Work required
Every entry below is to be copied exactly, with nothing left out.

Region pointing data
'''
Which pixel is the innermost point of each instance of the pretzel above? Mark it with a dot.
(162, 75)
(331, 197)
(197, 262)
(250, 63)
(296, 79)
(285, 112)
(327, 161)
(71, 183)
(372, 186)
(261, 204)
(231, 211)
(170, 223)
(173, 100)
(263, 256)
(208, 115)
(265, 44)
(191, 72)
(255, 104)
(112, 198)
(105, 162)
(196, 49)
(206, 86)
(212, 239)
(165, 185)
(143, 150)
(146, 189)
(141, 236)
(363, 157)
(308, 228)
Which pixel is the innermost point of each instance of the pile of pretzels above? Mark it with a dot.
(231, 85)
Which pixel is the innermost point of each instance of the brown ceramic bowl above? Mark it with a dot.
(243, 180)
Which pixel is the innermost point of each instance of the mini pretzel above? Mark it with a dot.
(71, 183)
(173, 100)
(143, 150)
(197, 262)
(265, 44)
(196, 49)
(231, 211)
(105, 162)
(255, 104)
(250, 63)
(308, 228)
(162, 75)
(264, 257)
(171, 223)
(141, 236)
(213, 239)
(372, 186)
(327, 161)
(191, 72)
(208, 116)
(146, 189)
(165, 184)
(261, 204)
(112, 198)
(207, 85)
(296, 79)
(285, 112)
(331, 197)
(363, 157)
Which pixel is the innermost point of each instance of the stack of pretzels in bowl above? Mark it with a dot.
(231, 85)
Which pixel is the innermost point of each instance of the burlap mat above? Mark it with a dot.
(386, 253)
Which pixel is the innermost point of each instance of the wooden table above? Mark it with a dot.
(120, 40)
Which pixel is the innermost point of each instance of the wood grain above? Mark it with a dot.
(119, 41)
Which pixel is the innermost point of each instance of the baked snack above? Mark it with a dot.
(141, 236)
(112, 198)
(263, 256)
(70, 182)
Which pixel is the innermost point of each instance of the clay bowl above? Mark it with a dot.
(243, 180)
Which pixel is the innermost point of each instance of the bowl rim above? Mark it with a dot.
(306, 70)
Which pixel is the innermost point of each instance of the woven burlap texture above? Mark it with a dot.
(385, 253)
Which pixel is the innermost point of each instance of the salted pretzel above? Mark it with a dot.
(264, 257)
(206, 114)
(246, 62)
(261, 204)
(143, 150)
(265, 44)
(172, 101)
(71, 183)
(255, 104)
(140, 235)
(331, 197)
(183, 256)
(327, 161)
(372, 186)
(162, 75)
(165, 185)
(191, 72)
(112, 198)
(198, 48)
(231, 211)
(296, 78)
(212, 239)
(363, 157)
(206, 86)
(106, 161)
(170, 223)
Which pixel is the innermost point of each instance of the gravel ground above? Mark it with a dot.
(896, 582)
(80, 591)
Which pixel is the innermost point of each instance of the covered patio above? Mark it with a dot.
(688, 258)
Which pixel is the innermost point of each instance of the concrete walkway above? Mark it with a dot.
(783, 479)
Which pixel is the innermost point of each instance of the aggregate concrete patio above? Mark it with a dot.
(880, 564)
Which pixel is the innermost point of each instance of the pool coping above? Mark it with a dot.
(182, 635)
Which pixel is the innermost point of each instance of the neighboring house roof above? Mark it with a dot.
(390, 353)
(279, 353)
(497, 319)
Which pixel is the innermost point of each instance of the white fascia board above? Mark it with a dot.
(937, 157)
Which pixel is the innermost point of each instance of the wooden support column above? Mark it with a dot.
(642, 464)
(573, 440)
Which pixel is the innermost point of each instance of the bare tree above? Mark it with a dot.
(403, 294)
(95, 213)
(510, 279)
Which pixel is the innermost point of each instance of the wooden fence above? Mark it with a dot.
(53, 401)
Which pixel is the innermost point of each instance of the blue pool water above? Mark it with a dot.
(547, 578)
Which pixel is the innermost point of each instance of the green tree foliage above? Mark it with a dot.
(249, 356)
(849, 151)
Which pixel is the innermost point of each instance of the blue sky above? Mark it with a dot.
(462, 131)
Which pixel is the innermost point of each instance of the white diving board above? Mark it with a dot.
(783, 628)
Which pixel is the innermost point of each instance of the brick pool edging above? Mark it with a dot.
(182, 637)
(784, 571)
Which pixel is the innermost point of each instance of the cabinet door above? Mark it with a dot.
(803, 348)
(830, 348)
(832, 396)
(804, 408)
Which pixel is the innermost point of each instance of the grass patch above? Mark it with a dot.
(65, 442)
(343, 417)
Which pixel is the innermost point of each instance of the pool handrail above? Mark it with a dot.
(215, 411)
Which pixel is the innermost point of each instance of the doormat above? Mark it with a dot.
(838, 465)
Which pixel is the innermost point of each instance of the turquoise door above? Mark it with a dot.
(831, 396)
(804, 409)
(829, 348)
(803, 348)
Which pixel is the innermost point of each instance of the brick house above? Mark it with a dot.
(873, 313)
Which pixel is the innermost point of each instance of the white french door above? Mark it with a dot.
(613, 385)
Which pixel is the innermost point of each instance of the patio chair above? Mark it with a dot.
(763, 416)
'''
Answer for the task
Which pixel is the innermost point of each instance of the pretzel above? Mark it with a dot.
(162, 75)
(331, 197)
(197, 262)
(250, 63)
(296, 79)
(285, 112)
(327, 161)
(71, 183)
(372, 186)
(261, 204)
(231, 211)
(170, 223)
(173, 100)
(263, 256)
(208, 115)
(265, 44)
(191, 72)
(255, 104)
(112, 198)
(105, 162)
(196, 49)
(206, 86)
(212, 239)
(165, 185)
(143, 150)
(146, 189)
(141, 236)
(363, 157)
(308, 228)
Which pixel is the innermost point of each instance of the pile of pretzels above? Mark it with a dot.
(231, 85)
Which pixel is the innermost point of each instance of the brown ceramic bowl above? Mark it with a dot.
(243, 180)
Which pixel is the innermost point of each instance of the mini pretzel above? Mark it with a dot.
(71, 183)
(173, 100)
(143, 150)
(197, 262)
(265, 44)
(196, 49)
(231, 211)
(105, 162)
(255, 104)
(250, 63)
(308, 228)
(162, 75)
(264, 257)
(171, 223)
(141, 236)
(213, 239)
(372, 186)
(327, 161)
(191, 72)
(208, 116)
(146, 189)
(165, 184)
(261, 204)
(112, 198)
(207, 85)
(296, 79)
(285, 112)
(331, 197)
(363, 157)
Which pixel is the innermost point of each instance of the stack of pretzels in bowl above? Mark it with a dot.
(231, 85)
Which pixel is the innermost point of each instance of the burlap mat above? Mark it with a dot.
(386, 253)
Which pixel is the innermost point of each instance of the wooden table above? Mark it with a dot.
(120, 40)
Which pixel is the innermost point of each instance of the wood grain above? Mark it with a dot.
(119, 41)
Which pixel is the innermost point of each instance of the baked snack above? Mark it with a dot.
(141, 236)
(112, 198)
(263, 256)
(70, 182)
Which pixel is the innermost point of each instance of the clay bowl above? Mark it with a dot.
(243, 180)
Which pixel is the innermost point of each instance of the bowl rim above? Mark it with a dot.
(306, 70)
Which pixel is the innermost point of each instance of the woven burlap texture above? Mark it with a dot.
(385, 253)
Which pixel is the innermost point of each instance of the salted pretzel above? Mark it with a dot.
(264, 257)
(206, 114)
(246, 62)
(261, 204)
(143, 150)
(265, 44)
(172, 101)
(71, 183)
(255, 104)
(140, 235)
(331, 197)
(183, 256)
(327, 161)
(372, 186)
(162, 75)
(165, 185)
(191, 72)
(112, 198)
(198, 48)
(231, 211)
(296, 78)
(212, 239)
(363, 157)
(206, 86)
(106, 161)
(170, 223)
Which pixel is the innermost point of each instance of the gravel ground above? Mark it with a dot.
(896, 582)
(80, 591)
Which pixel is the innermost point of each instance of the covered patio above? Mark it with a dot.
(688, 258)
Which pixel is the innermost point of each instance of the concrete walkway above? Mark it with a dot.
(783, 479)
Which pixel is the innermost point of each instance of the aggregate concrete patio above? Mark it with a dot.
(880, 564)
Which pixel is the innermost point of each instance of the pool coping above? Mark it with a dot.
(182, 635)
Which pixel is the innermost point of each instance of the neighboring house roof above? Mark it with a dot.
(390, 353)
(279, 353)
(497, 319)
Which pixel is the innermost point of each instance of the white fascia board above? Mark it with a dot.
(937, 157)
Which pixel is the innermost point of each instance of the wooden support column above? Mark it with a dot.
(642, 464)
(573, 440)
Which pixel is the innermost point of each instance of the bare tree above? Mark it with a dot.
(403, 294)
(95, 213)
(510, 279)
Which pixel is the innermost point of each instance of the wooden fence above? Mark it with a dot.
(53, 401)
Which pixel is the innermost point of each instance of the blue pool water above? Mark it with a dot.
(547, 578)
Which pixel is the innermost point of each instance of the green tree foliage above? Mark it with a dot.
(249, 356)
(849, 151)
Which pixel is the innermost point of each instance of the blue sky above? Mark it with a dot.
(462, 131)
Which pixel is the innermost point of each instance of the white diving board above? Mark it with a dot.
(783, 628)
Which pixel is the innermost point of each instance of the brick pool edging above? Mark it with a dot.
(182, 637)
(784, 571)
Which pixel is the innermost point of each instance of the cabinet door above? Mark it with a dot.
(803, 348)
(830, 348)
(832, 396)
(804, 408)
Which pixel is the innermost point of each instance of the grass patch above? Mark it with a dot.
(65, 442)
(343, 417)
Which pixel is the innermost point of each instance of the pool handrail above? Mark it with a dot.
(215, 411)
Which pixel is the innermost point of each instance of the doormat above? Mark it with a dot.
(838, 465)
Which pixel is the innermost point of each instance of the turquoise door above? Mark it with a dot.
(831, 396)
(804, 409)
(829, 348)
(803, 348)
Which pixel is the innermost point of each instance of the brick house above? Mark it with a dot.
(873, 313)
Which pixel is the innermost point of each instance of the white french door above? Mark it with a dot.
(613, 385)
Which pixel is the innermost point of each instance of the patio chair above? Mark it with a dot.
(763, 416)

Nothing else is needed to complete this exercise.